(Text block)
----

Thursday, August 1, 2013

Is Chemo Brain a Valid Excuse After 9 Months?

I was talking with my friend, Panther, the other day and she told me how she thought that I handled having cancer with grace and humor. I'm not so sure about the grace part, but I will admit to the humor. I just don't know any other way to handle, well, anything. It got me thinking about this blog. When I logged in this morning, I found an old post that I never published. It deals with the horrors of "chemo brain". This was written shortly before I finished chemo. For anyone that doesn't know, I finished chemo nine months ago and have been cancer free for several months now.

I will have my seventh chemo treatment this week. Including this week's treatment, I only have two treatments left. This part of my journey is almost over. I do see the light at the end of the tunnel, and for once, I do not think it is an on-coming train.

I am still tired. It's unlike any other "tired" feeling I have ever had. There are days, and there are seemingly more and more of them, where I get up, have a cup of tea and some breakfast, then go right back to bed. It's very similar to chemocoma, but without the nausea. I've tried staying awake when that feeling hits, but it makes my brain kinda shut down and the chemo brain becomes even worse. Let me give you an example. I have been playing Rock Band for years. I KNOW how to play the game. I am not any good by any stretch of the imagination, but I know how to play. The wife and I were playing Rock Band with some friends, and mid song, I forgot how to play. Now, this was about 6 songs after my body had said "We are tired and would like to go to bed now please." I let them talk me into a few more songs, and my brain punished me, by hiding the "how to play Rock Band" information. It took several minutes to find said information and then use it accordingly. I was horrified and embarrassed. No one knew what had happened, but I did. And that was enough. I blame it on chemo brain.

Chemo brain is a bastard. It robs you of information that you have had "locked down" for years. Makes you feel foolish and it humbles you.

----

[Referring expression pointing data]
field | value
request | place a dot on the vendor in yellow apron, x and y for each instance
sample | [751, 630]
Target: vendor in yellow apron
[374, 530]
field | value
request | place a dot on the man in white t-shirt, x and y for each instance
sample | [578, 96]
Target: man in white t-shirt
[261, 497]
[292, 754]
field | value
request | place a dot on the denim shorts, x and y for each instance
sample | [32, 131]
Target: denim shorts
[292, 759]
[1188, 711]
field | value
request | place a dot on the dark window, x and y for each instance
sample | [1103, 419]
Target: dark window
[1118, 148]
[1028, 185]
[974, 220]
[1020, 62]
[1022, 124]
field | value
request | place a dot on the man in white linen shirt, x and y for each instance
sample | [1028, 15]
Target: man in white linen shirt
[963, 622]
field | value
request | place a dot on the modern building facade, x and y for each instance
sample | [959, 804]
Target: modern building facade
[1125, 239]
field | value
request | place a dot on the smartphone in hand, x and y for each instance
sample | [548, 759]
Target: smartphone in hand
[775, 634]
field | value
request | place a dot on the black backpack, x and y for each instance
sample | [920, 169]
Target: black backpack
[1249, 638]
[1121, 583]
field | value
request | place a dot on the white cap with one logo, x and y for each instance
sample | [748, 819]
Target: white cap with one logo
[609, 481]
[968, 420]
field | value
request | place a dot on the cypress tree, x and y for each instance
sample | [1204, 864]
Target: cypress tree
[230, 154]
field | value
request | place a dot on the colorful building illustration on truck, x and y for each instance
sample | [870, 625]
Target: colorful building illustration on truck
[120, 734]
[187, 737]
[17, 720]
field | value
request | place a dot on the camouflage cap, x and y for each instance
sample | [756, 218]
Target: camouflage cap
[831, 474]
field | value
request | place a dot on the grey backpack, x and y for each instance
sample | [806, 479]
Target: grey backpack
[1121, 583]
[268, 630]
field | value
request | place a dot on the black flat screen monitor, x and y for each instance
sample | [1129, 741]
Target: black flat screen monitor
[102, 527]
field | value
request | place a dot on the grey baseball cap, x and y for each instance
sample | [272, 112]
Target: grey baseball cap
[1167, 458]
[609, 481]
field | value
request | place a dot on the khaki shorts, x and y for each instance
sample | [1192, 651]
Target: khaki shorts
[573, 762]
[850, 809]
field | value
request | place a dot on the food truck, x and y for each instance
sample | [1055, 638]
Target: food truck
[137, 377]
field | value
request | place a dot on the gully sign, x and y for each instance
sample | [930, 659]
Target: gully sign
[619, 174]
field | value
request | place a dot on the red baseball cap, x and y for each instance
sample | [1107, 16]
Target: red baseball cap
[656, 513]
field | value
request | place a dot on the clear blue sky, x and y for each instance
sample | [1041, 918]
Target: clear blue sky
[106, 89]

----

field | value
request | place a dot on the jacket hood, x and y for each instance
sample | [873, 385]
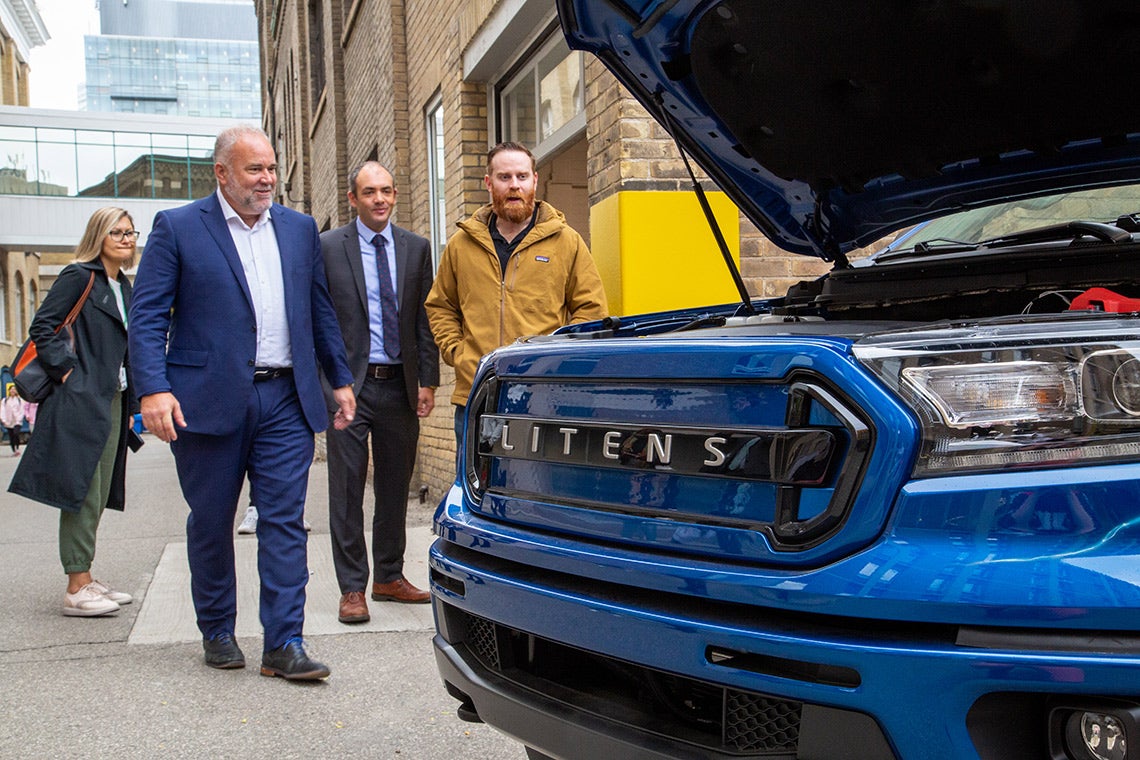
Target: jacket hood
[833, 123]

----

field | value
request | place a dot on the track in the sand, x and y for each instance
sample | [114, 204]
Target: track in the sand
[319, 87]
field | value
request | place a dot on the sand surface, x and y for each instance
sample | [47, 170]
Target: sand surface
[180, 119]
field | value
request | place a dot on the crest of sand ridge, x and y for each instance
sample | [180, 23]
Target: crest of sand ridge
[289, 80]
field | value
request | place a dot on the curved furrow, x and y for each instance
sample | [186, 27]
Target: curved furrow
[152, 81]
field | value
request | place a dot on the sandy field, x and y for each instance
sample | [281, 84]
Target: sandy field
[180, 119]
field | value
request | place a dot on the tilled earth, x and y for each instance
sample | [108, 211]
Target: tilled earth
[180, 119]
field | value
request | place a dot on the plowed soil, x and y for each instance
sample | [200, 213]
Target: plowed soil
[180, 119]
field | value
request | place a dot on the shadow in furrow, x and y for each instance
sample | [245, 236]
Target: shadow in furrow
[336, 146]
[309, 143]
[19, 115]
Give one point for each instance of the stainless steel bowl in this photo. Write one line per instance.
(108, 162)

----

(Exercise set)
**1.** According to the blog post, how long ago had the writer finished chemo?
**2.** Copy the blog post's text starting at "I was talking" and ending at "an on-coming train.".
**3.** Summarize the blog post in two sentences.

(Answers for each item)
**1.** Nine months ago.

**2.**
I was talking with my friend, Panther, the other day and she told me how she thought that I handled having cancer with grace and humor. I'm not so sure about the grace part, but I will admit to the humor. I just don't know any other way to handle, well, anything. It got me thinking about this blog. When I logged in this morning, I found an old post that I never published. It deals with the horrors of "chemo brain". This was written shortly before I finished chemo. For anyone that doesn't know, I finished chemo nine months ago and have been cancer free for several months now.

I will have my seventh chemo treatment this week. Including this week's treatment, I only have two treatments left. This part of my journey is almost over. I do see the light at the end of the tunnel, and for once, I do not think it is an on-coming train.

**3.** The writer, who finished chemo nine months ago and has been cancer free for several months, shares an old unpublished post, written near the end of chemo, about constant tiredness and "chemo brain." In it, the writer describes forgetting mid-song how to play Rock Band after staying up past exhaustion, and says chemo brain robs you of long-held information and makes you feel foolish.